• [Directions for this task]: For the material below, output exactly the span from the line with "x=546, y=125" to the line with "x=1125, y=610", including both, and nothing besides.
Available data Start Marker
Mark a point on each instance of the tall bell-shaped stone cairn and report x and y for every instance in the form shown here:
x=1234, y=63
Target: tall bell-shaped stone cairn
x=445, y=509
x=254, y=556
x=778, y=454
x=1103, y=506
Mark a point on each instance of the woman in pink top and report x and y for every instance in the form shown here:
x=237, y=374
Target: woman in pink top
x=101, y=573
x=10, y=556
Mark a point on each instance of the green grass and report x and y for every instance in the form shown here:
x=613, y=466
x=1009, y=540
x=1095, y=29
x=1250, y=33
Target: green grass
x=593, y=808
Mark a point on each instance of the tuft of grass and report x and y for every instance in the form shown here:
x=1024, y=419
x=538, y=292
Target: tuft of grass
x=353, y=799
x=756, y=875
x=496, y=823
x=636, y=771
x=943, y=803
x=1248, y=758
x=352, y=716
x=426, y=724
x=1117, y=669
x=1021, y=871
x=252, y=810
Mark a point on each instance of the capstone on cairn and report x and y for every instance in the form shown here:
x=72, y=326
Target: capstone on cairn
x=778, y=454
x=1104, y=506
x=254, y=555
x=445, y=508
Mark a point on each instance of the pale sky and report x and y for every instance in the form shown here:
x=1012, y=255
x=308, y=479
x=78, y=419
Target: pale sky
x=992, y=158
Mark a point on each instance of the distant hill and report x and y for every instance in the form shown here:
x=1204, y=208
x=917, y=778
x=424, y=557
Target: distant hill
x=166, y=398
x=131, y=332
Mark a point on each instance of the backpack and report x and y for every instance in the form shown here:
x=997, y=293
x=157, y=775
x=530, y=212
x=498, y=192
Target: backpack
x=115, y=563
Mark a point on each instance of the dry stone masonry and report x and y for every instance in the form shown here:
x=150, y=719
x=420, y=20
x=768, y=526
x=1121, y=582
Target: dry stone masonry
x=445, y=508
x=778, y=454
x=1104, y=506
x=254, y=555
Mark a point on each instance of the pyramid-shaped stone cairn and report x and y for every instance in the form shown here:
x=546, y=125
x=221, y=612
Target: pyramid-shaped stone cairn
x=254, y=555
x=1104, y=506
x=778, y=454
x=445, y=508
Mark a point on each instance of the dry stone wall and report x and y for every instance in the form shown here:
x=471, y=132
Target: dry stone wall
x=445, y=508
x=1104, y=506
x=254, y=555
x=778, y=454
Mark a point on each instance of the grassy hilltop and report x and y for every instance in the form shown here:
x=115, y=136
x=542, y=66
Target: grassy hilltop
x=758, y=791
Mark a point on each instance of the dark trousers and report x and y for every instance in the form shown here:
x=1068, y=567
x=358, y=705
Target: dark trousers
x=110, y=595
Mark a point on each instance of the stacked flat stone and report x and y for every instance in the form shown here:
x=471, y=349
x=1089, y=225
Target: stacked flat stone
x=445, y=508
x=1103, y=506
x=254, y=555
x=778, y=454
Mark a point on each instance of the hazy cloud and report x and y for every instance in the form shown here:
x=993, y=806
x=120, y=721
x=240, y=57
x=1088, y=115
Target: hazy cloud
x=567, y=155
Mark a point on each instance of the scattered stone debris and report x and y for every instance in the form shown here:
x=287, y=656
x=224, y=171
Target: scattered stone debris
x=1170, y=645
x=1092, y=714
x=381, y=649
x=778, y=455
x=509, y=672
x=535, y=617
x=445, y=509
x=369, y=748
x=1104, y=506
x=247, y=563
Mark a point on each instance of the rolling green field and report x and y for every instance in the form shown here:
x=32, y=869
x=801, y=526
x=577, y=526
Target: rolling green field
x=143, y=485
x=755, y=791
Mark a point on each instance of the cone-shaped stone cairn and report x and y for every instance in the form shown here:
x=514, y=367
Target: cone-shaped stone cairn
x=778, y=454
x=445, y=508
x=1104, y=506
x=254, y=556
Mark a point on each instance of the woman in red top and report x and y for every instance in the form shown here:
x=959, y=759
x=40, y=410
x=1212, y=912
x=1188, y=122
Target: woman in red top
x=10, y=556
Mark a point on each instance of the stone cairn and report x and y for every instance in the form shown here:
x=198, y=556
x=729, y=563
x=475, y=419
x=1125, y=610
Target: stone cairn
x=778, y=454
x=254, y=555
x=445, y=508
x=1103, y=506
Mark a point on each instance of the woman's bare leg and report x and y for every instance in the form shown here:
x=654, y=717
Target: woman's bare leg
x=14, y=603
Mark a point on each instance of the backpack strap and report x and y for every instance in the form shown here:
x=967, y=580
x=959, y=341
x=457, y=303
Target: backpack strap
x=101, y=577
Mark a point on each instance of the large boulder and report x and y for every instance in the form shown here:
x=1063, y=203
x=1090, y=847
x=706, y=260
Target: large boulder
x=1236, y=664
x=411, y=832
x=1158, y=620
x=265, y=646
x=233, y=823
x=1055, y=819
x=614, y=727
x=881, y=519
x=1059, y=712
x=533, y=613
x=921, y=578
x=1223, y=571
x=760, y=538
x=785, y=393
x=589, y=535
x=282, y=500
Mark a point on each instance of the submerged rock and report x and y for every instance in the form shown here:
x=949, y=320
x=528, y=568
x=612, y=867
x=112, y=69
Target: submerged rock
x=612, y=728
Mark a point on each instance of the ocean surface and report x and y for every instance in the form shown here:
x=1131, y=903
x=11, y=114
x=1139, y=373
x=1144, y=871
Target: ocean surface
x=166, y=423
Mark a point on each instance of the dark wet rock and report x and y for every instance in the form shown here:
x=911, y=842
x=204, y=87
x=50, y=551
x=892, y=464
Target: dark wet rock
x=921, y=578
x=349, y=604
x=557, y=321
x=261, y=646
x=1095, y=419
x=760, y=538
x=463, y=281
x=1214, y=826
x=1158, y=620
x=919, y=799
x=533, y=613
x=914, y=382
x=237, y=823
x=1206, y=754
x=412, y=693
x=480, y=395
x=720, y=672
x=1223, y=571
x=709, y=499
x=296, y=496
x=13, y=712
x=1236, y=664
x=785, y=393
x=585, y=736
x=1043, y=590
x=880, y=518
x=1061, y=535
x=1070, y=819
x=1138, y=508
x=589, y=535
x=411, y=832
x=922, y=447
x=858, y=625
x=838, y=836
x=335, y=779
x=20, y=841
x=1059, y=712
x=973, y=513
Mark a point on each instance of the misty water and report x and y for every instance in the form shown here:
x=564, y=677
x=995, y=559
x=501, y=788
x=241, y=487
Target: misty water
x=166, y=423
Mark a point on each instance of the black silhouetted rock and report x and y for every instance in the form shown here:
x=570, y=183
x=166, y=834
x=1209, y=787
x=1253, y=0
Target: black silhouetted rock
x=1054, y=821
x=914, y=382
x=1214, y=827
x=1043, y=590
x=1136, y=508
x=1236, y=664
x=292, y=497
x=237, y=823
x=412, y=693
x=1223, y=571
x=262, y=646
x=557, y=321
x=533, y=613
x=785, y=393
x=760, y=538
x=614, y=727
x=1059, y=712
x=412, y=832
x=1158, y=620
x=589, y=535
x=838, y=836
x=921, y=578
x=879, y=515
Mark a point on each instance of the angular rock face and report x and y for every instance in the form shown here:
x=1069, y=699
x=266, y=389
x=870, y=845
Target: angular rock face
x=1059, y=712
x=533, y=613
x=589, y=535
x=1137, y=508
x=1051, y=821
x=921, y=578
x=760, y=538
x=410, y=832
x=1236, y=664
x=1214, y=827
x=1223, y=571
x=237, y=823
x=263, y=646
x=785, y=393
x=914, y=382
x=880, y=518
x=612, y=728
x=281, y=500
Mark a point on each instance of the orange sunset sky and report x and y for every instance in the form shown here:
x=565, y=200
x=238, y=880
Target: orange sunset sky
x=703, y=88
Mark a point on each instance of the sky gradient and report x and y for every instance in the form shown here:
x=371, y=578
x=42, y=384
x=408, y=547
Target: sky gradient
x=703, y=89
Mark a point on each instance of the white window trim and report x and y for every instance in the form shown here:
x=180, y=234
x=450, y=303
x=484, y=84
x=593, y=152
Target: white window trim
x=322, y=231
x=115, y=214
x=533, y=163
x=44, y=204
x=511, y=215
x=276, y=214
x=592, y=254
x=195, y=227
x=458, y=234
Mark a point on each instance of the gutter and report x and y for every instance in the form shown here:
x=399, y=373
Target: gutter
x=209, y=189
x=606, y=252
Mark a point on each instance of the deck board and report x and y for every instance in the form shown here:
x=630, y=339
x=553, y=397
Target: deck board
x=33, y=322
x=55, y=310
Available data End Marker
• [Solution to this task]:
x=546, y=125
x=221, y=612
Target: pyramid-shaped stone cairn
x=254, y=555
x=1104, y=506
x=778, y=454
x=445, y=508
Mark a point on each instance of the dry stone wall and report x and y for every instance in the form shown here:
x=471, y=132
Target: dry stone wall
x=445, y=508
x=1104, y=506
x=254, y=555
x=778, y=454
Mark a point on each instance of the grassy hilltop and report x and y for every instance in the form shown here:
x=115, y=136
x=542, y=66
Target: grassy hilltop
x=758, y=791
Mark a point on each instance of the dark trousers and report x and y for every instance in the form shown here:
x=1068, y=567
x=358, y=705
Target: dark trousers
x=110, y=595
Mark a point on each instance of the stacked flat stone and report x and y for every instance in the form shown here:
x=471, y=349
x=1089, y=225
Target: stacked flat stone
x=445, y=508
x=1103, y=506
x=254, y=555
x=778, y=454
Mark a point on each instance of the hazy cloud and report x and y for every instance in the form shown here:
x=993, y=806
x=120, y=721
x=240, y=57
x=1088, y=115
Target: hazy cloud
x=567, y=155
Mark a point on each instance of the scattered stone debris and report x and y for every instance in the form shown here:
x=287, y=656
x=224, y=171
Target: scattered stone debris
x=1170, y=645
x=1092, y=714
x=381, y=649
x=778, y=455
x=509, y=672
x=535, y=617
x=445, y=509
x=369, y=748
x=1104, y=506
x=247, y=563
Mark a point on each instance of the rolling green field and report x and y for every instance in the form shown here:
x=32, y=869
x=801, y=526
x=577, y=526
Target: rolling green field
x=143, y=485
x=755, y=791
Mark a point on each instance of the cone-shaped stone cairn and report x and y for every instance in the form shown here:
x=514, y=367
Target: cone-shaped stone cairn
x=778, y=454
x=445, y=508
x=1104, y=506
x=254, y=556
Mark a point on each instance of the woman in red top and report x and y for every instance in the form shown here:
x=959, y=759
x=40, y=410
x=1212, y=912
x=1188, y=122
Target: woman in red top
x=10, y=556
Mark a point on each instance of the stone cairn and report x and y for every instance in the form shown here:
x=198, y=556
x=729, y=563
x=475, y=419
x=1125, y=610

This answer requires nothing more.